_Exercise aim_: In the entries below, count every line with the string "water". State the count and nothing else.

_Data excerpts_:
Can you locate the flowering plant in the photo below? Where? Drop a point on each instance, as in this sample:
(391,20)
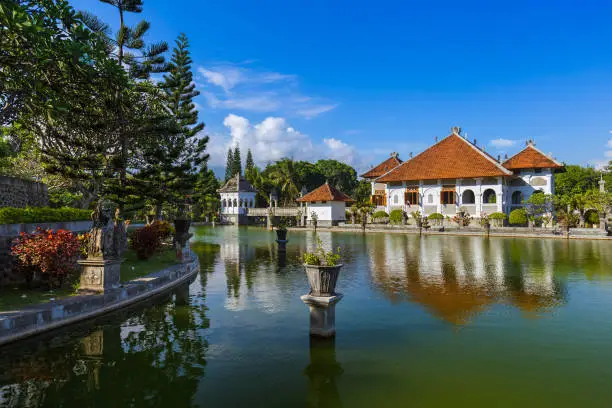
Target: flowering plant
(51,253)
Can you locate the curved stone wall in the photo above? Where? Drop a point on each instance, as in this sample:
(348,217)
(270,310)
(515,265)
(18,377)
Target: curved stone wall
(22,193)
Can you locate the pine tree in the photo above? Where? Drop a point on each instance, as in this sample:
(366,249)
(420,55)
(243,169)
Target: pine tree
(237,167)
(250,164)
(175,160)
(229,165)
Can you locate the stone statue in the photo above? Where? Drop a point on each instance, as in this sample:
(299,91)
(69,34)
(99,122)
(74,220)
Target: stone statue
(108,236)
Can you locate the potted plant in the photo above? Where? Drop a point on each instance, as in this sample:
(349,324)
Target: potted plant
(322,269)
(281,230)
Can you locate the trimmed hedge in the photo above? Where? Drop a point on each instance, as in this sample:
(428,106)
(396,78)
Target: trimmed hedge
(396,217)
(28,215)
(380,214)
(518,217)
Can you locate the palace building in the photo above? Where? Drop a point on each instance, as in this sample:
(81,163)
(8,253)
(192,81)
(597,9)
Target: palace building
(455,173)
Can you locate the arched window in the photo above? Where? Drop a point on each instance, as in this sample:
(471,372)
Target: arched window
(468,197)
(517,198)
(489,197)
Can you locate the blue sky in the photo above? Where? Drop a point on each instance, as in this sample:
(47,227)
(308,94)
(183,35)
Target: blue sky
(357,80)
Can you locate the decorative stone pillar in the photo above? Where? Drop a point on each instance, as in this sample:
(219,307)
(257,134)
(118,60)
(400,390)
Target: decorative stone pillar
(322,314)
(107,242)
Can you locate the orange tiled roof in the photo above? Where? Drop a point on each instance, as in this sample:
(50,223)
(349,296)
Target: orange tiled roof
(389,164)
(325,193)
(452,157)
(531,158)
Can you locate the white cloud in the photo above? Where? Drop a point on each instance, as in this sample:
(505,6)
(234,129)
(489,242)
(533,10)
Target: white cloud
(273,139)
(313,111)
(502,143)
(237,87)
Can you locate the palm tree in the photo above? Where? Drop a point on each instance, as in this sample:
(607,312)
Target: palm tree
(284,176)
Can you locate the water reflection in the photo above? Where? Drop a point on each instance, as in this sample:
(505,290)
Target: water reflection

_Solution for this problem_: 2